═══ Provided records

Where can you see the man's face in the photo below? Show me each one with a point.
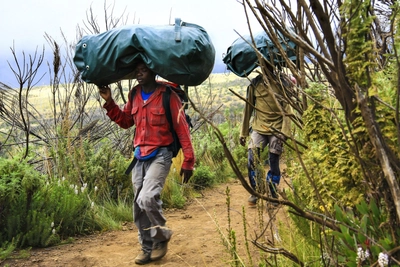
(143, 74)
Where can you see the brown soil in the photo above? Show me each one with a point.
(199, 230)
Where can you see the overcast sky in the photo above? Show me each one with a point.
(25, 22)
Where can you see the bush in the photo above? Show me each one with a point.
(37, 214)
(203, 177)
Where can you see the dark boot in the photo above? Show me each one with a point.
(273, 182)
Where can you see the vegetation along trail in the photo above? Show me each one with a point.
(199, 239)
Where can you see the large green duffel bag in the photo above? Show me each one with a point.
(181, 53)
(242, 59)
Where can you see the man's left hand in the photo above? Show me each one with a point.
(186, 175)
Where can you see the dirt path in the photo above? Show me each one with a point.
(195, 242)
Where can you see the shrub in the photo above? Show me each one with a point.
(203, 177)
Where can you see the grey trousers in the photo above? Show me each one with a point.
(148, 178)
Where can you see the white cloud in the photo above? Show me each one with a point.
(24, 22)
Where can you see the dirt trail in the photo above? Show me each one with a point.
(195, 242)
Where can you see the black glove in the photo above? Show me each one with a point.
(186, 175)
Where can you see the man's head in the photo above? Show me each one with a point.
(143, 74)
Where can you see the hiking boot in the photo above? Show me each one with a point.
(159, 250)
(143, 258)
(273, 188)
(252, 200)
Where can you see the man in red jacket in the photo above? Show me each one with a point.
(151, 143)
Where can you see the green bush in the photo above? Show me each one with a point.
(37, 214)
(203, 177)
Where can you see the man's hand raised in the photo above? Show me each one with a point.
(186, 175)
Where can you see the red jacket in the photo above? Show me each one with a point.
(152, 127)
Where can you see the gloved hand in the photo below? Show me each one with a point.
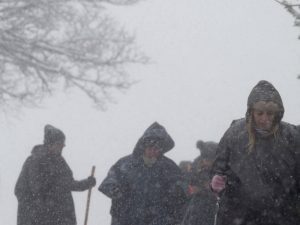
(218, 183)
(91, 181)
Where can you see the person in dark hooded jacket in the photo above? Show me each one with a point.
(45, 183)
(201, 207)
(146, 187)
(257, 170)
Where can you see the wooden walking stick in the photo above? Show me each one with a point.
(89, 199)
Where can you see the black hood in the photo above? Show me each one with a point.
(154, 132)
(264, 91)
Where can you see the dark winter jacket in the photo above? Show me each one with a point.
(145, 195)
(262, 184)
(201, 207)
(44, 190)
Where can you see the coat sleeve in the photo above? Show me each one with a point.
(221, 163)
(80, 185)
(114, 184)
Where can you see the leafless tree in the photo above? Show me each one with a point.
(51, 45)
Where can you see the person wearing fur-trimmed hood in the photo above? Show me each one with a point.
(257, 167)
(146, 187)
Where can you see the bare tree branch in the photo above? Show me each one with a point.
(45, 43)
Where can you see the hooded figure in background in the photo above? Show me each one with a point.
(45, 184)
(146, 187)
(201, 207)
(257, 167)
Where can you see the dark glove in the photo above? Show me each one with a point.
(91, 181)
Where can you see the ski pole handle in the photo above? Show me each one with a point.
(89, 198)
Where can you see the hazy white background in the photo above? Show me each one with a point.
(207, 56)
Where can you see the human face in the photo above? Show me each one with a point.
(152, 152)
(264, 114)
(57, 147)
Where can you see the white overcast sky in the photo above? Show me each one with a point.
(206, 57)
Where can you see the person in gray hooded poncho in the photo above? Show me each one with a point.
(45, 183)
(257, 170)
(146, 187)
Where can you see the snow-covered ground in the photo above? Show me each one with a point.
(207, 55)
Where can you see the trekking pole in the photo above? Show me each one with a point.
(88, 199)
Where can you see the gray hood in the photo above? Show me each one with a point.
(154, 132)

══════

*Your goal:*
Copy every entry above word for word, leaving out the pictures.

*Output:*
Where can you see the man's face in the photo below? Show me each one with a point.
(143, 74)
Where can you see the brown soil in the photo above? Show me each one with a point.
(199, 230)
Where can you see the overcast sky in the photo above? Show me each one with a point.
(25, 22)
Where can you see the bush in the photo above? Show me each one with a point.
(37, 214)
(203, 177)
Where can you see the dark boot in the photo above? Show me each one with a point.
(273, 182)
Where can you see the vegetation along trail in the photo above? Show me each one with a point.
(199, 239)
Where can you see the large green duffel bag in the photo above? Show me each one with a point.
(181, 53)
(242, 59)
Where can you see the man's left hand in the photo above? Show me each one with a point.
(186, 175)
Where can you see the dirt path in the photo above? Show me each one with a point.
(195, 242)
Where can you see the shrub in the photo above? Show me each one with a point.
(203, 177)
Where can you see the grey trousers in the photo above? Show me each one with a point.
(148, 178)
Where can you see the white cloud in the photo above? Show me each one with a point.
(24, 22)
Where can you see the dirt trail in the photo above? Show me each one with a point.
(195, 242)
Where can you see the black glove in the photo above? Show me each one with a point.
(186, 175)
Where can you see the man's head in the photo above? Show me each one with a point.
(143, 74)
Where can you see the hiking boot in the photo above? Show me each one with a point.
(159, 250)
(143, 258)
(273, 188)
(252, 200)
Where can you see the man in red jacket in the photo above? Show me each one with a point.
(151, 143)
Where can you see the green bush in the photo above? Show me each one with a point.
(37, 214)
(203, 177)
Where can you see the man's hand raised in the photo above? Show me each one with a point.
(186, 175)
Where can you see the red jacket in the photo above? Show me each one with a point.
(152, 127)
Where can you see the gloved hand in the photo below? Show me each one with a point.
(218, 183)
(91, 181)
Where can you see the person in dark hooded jacket in the photo above? Show me each one with a point.
(45, 183)
(201, 207)
(146, 187)
(257, 170)
Where can you see the wooden walking stick in the photo above? Show me each one with a point.
(89, 199)
Where can you see the black hood in the photo above? Show me each one with a point.
(154, 132)
(264, 91)
Where can you see the dark winter jacket in the photo above? Show me each one with a point.
(145, 195)
(262, 184)
(201, 207)
(44, 190)
Where can you see the coat sleeve in the photo above? Show me each one with a point.
(221, 163)
(80, 185)
(114, 184)
Where can you see the leafless tree in the photo above? Show me each one with a point.
(51, 45)
Where can you see the person wearing fur-trimmed hood in the photo above? Show me each one with a point.
(257, 167)
(146, 187)
Where can you see the bare tree branch in the photo above? Show me each one with a point.
(45, 43)
Where can you see the hooded figure in background in the photo above? Show me each one with a point.
(45, 184)
(146, 187)
(201, 207)
(257, 167)
Where can you see the dark glove in the photo above? Show me each one with a point.
(91, 181)
Where can you see the ski pole handle in the photo above? Show me each one with a point.
(89, 198)
Where can you see the hazy white background in the photo above? Show me each one with a point.
(207, 56)
Where can you see the human face in the photo above? Show me each one with a point.
(152, 152)
(264, 114)
(57, 147)
Where can you see the white overcast sky in the photo above? Show me each one with a point.
(206, 57)
Where can you see the person in gray hooded poncho in the photo above? Show me each one with a point.
(45, 183)
(257, 170)
(146, 187)
Where can you see the snow-covered ground in the photo above? Show me each one with a point.
(207, 55)
Where can you see the trekking pole in the photo above? Show me each one with a point.
(88, 199)
Where can you see the gray hood in the photo above? Show me each one with a point.
(154, 132)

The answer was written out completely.